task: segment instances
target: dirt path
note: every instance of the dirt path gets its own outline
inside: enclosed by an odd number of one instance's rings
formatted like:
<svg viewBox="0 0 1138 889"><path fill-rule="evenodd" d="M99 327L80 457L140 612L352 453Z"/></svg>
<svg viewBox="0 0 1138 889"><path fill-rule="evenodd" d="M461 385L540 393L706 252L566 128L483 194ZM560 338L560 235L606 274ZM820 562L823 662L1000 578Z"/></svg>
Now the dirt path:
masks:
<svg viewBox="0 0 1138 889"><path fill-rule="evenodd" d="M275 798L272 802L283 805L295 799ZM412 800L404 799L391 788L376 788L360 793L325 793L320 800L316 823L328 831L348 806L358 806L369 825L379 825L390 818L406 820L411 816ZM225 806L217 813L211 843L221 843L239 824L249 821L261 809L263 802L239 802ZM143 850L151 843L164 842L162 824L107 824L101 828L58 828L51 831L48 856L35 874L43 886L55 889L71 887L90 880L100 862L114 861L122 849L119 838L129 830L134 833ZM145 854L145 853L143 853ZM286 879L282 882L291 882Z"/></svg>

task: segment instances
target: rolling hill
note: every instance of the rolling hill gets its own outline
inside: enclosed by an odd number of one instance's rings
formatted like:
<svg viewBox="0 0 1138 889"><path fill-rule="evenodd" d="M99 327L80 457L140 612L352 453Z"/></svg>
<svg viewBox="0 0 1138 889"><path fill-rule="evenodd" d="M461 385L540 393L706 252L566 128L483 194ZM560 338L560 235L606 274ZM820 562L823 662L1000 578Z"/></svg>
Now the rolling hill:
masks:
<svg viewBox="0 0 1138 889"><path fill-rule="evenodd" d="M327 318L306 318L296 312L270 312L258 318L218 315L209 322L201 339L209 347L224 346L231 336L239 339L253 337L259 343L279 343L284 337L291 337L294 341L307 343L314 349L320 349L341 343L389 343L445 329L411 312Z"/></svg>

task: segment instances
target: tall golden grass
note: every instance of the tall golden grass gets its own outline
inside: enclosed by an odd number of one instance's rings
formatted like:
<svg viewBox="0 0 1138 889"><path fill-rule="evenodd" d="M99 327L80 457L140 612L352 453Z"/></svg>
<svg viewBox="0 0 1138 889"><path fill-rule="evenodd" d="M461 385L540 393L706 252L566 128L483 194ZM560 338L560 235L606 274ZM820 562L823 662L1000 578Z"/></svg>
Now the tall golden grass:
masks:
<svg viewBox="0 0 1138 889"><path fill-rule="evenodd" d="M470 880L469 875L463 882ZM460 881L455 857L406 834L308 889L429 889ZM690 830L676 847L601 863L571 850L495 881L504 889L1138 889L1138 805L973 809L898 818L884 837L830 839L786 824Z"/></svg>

****

§ **Set problem**:
Copy the material word for word, from its first line through the line containing "798L272 802L283 805L295", including both of those lines.

§ **Result of this task**:
task: segment instances
target: dirt path
note: every instance of the dirt path gets its own outline
inside: enclosed by an odd number of one instance's rings
formatted like:
<svg viewBox="0 0 1138 889"><path fill-rule="evenodd" d="M99 327L80 457L140 612L352 453Z"/></svg>
<svg viewBox="0 0 1138 889"><path fill-rule="evenodd" d="M461 385L540 393L706 252L566 128L483 194ZM560 338L560 235L606 274ZM820 562L823 662L1000 578Z"/></svg>
Now the dirt path:
masks:
<svg viewBox="0 0 1138 889"><path fill-rule="evenodd" d="M275 798L272 802L283 805L295 799ZM412 800L404 799L391 788L376 788L360 793L325 793L320 800L316 823L328 831L348 806L358 806L369 825L379 825L390 818L406 820L411 816ZM225 806L217 813L211 843L221 843L239 824L249 821L261 809L263 802L239 802ZM143 850L151 843L164 842L162 824L107 824L101 828L58 828L51 831L48 856L35 874L43 886L55 889L71 887L90 880L100 862L114 861L122 849L119 838L129 830L134 833ZM145 854L145 853L143 853ZM286 879L282 882L291 882Z"/></svg>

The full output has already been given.